Given text:
[Start of Attachment]
But we don't have enough certainty yet about what the inference workloads are going to be long term to invest that kind of capital and time. expenditure that it would take to build out the network of 110 megawatt data centers in a particular geographic region, something like that. That that's right. And I I would say maybe that I my crystal ball is as clear as anyone else's crystal ball, but I I feel like there's

uh a huge amount of GPU capacity being discussed in i in in the pipeline in these large data centers. And if it turns out that Maybe there are diminishing returns from training larger and larger models, or maybe we run out of data because we've exhausted all the data that's available on the internet. When those things happen, it may be that demand for these GPUs in these largest data centers.

we'll we'll flatten out and we're gonna have spare capacity. At which point, as you say, they they will be used or repurposed to serve and uh inference. And then it will be hard. uh to make the case we're building yet more data centers, smaller ones with GPUs closer to the users. I think the catch there will be if one of these

uh model providers or one of these application developers makes performance a distinguishing feature of their of their offering, right? If they start competing on performance rather than on capability. then we're gonna see well, I may have a thousand GPUs in the middle of Nebraska that are already deployed, but if I really wanna break into the San Francisco market, I've got to build my GPUs right there and and have them available.

On-Device Inference: Pros and Cons

All right. So speaking of performance, let's let's transition to the the full extreme version of this, which is also, I think, theoretically the most disruptive from an energy perspective, which is shifting any significant portion of these inference workloads all the way onto the device.

um skip the either skip the the middle ground of edge five megawatt data centers or fifteen or fifty um or include them but but you know shift workloads that would have gone to a big data center that requires a lot of power. straight onto your iPhone or your iPad or whatever it is. Um and we've heard some glimmers of this as well. Give me this similar sort of like pros and cons of shifting that workload straight onto the device.

Right. Uh pros, primarily two things. One is performance, right? You don't have to go across the internet. The model is right there and the compute is right there. Um, assuming that you get really capable hardware on your device as well, you get really quick responsive answers from your AI. The second is also something we've mentioned earlier, which is uh the notion of privacy. You don't necessarily need to send your data out.

into this hyperscale data center where it gets blended with all all lots of other lots of other user data and you want you d you have maybe fewer guarantees about what happens to it. um localized compute uh i is certainly more private than compute on shared systems. So th those are those are the two uh key advantages. And then I I guess the third would be that it gets more tightly integrated with um the capabilities on a particular platform. So for example, uh Apple's uh ecosystem.
[End of Attachment]
Excerpted records:
[Start of Attachment]
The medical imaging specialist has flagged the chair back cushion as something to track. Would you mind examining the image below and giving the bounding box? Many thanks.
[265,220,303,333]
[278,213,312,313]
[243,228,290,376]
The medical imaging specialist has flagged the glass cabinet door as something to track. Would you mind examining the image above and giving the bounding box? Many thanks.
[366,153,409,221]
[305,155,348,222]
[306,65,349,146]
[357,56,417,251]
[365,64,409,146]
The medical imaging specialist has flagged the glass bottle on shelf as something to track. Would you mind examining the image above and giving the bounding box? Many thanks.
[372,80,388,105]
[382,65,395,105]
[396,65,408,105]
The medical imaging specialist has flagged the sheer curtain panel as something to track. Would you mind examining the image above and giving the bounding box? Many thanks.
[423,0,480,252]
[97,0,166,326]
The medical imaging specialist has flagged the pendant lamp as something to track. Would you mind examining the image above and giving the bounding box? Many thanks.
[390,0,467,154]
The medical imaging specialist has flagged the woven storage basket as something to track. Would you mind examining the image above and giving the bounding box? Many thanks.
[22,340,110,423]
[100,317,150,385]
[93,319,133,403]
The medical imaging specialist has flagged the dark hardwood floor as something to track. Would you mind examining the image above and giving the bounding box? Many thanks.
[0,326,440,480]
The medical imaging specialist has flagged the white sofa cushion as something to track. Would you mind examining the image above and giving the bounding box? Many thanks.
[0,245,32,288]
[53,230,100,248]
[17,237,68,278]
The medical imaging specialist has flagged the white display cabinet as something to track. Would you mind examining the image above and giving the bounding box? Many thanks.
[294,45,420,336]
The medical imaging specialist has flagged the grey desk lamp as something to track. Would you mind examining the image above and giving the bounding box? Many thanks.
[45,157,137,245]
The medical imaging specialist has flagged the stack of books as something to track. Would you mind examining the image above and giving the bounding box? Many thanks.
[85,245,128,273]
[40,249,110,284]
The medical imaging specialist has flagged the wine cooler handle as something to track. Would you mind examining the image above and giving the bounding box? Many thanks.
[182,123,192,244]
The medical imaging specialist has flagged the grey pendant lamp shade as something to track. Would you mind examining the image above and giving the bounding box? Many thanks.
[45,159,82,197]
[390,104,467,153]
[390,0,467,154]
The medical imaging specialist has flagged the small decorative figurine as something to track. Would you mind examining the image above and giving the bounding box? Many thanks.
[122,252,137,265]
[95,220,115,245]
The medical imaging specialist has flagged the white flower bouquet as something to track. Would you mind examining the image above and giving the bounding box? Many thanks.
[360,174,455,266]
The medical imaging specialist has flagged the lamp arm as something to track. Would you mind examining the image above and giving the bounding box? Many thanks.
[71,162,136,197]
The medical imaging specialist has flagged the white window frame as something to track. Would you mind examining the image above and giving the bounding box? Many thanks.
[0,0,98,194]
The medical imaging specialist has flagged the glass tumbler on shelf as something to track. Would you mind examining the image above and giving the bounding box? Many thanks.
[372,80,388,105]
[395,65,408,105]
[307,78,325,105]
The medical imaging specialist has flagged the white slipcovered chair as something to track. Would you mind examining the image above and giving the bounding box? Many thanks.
[End of Attachment]
Work order A:
Answer these questions from the transcript, one line each:
(i) Which two developments does the speaker say could flatten demand for GPUs in the largest data centers?
(ii) In the speaker's example, where are the thousand already-deployed GPUs located?
(iii) What are the two primary advantages given for shifting inference onto the device?
Work order B: According to the transcript, why does running inference on the device give quicker answers?
Work order C: Return the part of the transcript between "uh a huge amount" and "largest data centers.", inclusive.

Your response A:
(i) Diminishing returns from training larger and larger models, or running out of data because all the data available on the internet has been exhausted.
(ii) In the middle of Nebraska.
(iii) Performance and privacy.

Your response B: You don't have to go across the internet, because the model and the compute are right there on the device. This assumes the device also has really capable hardware.

Your response C:
uh a huge amount of GPU capacity being discussed in i in in the pipeline in these large data centers. And if it turns out that Maybe there are diminishing returns from training larger and larger models, or maybe we run out of data because we've exhausted all the data that's available on the internet. When those things happen, it may be that demand for these GPUs in these largest data centers.